:: DESCRIPTION OF THE TASK ::
Return the rows below verbatim, beginning at the first line of the rows and ending after the line that contains "457 611 498 819".

:: Items from a dataset ::
———
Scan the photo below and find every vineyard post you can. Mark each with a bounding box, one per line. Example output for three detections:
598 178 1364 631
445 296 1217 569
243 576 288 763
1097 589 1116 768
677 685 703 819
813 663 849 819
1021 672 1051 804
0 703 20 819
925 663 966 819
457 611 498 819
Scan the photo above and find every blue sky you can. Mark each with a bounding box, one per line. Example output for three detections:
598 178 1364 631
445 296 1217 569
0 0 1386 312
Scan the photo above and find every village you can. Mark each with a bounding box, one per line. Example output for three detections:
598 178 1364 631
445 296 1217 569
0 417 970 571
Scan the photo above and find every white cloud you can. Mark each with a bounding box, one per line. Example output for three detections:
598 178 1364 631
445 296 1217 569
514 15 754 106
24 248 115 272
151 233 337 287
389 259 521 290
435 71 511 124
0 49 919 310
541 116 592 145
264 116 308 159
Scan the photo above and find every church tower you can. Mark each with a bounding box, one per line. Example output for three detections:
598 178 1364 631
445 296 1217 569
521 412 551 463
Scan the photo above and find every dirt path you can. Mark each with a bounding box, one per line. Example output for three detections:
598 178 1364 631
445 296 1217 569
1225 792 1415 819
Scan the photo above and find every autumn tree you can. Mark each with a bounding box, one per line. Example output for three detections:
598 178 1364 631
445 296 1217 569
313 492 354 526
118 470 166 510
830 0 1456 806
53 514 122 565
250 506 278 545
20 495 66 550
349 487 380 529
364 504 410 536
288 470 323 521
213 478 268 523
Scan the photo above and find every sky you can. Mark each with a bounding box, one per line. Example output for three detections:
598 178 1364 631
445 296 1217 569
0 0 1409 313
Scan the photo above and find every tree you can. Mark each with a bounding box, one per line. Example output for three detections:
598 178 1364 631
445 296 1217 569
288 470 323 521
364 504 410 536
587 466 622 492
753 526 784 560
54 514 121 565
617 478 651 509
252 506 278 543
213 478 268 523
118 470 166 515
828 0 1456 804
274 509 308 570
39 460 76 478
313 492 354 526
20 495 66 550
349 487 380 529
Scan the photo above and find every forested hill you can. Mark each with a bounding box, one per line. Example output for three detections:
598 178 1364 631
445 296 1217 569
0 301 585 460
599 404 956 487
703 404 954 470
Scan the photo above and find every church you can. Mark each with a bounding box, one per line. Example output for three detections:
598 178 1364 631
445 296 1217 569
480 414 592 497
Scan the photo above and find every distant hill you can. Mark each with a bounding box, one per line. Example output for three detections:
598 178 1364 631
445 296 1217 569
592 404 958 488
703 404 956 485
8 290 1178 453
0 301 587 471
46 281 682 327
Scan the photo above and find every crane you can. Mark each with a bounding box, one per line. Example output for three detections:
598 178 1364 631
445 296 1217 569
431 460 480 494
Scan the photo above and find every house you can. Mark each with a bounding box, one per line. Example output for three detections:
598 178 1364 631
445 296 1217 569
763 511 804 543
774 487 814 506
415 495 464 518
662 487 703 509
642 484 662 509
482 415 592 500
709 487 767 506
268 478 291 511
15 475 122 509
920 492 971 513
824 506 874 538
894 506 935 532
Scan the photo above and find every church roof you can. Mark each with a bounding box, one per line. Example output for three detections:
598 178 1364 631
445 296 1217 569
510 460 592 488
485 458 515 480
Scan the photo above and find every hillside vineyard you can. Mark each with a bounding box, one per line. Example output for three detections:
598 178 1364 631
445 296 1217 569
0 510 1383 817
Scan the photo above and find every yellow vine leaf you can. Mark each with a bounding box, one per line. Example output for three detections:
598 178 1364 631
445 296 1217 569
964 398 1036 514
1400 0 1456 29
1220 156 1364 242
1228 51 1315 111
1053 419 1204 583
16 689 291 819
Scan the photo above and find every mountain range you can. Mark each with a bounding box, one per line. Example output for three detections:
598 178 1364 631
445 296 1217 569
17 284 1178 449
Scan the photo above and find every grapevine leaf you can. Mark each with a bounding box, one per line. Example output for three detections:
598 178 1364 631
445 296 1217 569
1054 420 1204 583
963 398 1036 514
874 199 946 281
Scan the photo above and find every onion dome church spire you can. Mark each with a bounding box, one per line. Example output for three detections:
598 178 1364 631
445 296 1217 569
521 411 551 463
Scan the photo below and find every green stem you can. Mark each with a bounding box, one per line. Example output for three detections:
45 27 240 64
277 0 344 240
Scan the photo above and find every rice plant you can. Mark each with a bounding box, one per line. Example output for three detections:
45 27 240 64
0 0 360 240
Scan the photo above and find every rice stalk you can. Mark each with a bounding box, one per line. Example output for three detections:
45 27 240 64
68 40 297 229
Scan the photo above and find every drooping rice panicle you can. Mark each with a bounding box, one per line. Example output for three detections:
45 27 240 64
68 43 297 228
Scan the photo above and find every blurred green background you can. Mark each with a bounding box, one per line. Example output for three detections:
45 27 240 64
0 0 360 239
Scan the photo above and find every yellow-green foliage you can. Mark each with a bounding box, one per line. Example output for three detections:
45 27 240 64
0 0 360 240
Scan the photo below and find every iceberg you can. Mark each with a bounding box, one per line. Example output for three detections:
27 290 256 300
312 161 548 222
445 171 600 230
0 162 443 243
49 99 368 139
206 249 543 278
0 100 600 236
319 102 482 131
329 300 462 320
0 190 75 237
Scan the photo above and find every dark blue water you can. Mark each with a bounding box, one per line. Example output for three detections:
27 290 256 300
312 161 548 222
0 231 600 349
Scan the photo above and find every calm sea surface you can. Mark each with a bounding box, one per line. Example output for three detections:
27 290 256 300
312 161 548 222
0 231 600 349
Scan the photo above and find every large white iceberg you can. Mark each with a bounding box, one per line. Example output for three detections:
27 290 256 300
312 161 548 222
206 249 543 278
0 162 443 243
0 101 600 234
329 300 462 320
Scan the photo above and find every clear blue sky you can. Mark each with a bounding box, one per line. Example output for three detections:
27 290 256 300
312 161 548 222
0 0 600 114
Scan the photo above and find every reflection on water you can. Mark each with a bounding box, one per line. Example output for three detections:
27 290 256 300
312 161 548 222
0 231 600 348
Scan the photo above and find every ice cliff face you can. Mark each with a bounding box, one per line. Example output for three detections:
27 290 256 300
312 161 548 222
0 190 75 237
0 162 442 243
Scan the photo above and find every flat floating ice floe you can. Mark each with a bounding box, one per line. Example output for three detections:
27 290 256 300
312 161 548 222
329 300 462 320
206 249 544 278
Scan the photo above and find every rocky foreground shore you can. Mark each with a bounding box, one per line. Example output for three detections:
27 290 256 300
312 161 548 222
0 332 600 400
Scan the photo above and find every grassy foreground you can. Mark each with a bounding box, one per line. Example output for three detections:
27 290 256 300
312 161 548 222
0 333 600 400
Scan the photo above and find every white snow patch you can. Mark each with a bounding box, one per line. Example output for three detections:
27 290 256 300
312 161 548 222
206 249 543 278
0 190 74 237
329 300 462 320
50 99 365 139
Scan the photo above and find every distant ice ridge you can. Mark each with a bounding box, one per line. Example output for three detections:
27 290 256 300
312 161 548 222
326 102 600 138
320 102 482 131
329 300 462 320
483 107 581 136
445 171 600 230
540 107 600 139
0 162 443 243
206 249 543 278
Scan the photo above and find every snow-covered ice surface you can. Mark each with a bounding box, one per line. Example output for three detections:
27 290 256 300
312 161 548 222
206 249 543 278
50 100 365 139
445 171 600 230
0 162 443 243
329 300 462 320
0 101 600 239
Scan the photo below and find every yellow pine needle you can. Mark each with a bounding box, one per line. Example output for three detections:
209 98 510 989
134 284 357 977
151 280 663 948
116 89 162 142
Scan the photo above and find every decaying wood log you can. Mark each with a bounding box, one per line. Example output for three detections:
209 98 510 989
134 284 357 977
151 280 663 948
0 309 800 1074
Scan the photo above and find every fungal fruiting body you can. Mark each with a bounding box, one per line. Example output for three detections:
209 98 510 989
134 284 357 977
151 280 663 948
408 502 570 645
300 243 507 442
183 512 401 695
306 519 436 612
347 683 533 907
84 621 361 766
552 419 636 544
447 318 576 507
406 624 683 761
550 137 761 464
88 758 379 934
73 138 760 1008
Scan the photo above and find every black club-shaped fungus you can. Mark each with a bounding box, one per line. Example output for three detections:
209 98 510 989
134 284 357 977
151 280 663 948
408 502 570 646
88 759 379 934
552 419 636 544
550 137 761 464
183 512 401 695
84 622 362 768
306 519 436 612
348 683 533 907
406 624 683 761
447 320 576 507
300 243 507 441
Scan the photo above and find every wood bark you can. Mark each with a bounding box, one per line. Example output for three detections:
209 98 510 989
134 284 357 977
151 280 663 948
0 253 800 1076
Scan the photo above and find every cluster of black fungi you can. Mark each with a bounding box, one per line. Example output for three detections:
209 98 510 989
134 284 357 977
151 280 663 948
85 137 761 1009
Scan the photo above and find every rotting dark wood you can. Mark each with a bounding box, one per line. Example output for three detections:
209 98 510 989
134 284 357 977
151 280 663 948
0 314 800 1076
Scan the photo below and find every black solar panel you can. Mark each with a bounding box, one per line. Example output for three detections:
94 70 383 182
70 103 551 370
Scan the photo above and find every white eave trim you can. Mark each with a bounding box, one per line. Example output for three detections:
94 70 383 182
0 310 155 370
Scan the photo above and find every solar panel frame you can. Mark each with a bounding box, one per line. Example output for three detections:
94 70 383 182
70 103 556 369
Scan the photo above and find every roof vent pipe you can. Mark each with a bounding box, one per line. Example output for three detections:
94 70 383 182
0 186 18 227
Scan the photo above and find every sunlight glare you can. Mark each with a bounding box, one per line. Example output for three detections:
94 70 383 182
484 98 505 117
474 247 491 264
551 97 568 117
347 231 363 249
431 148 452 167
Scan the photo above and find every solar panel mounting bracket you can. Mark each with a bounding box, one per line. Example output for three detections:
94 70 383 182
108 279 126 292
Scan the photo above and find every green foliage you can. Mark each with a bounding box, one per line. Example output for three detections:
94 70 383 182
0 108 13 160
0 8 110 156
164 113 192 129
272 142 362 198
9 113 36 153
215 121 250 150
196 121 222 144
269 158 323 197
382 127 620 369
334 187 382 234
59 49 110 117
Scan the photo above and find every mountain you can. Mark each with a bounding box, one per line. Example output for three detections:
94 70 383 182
———
:: SOLUTION FOR THIS TASK ::
Scan the photo below and find every vineyard post you can. Mark each with a bounding box, one per line. Example output for three detections:
598 178 1364 631
445 296 1217 569
243 576 288 763
1097 589 1116 768
677 685 703 819
813 663 849 819
1021 672 1051 804
0 703 20 819
925 663 966 819
457 611 498 819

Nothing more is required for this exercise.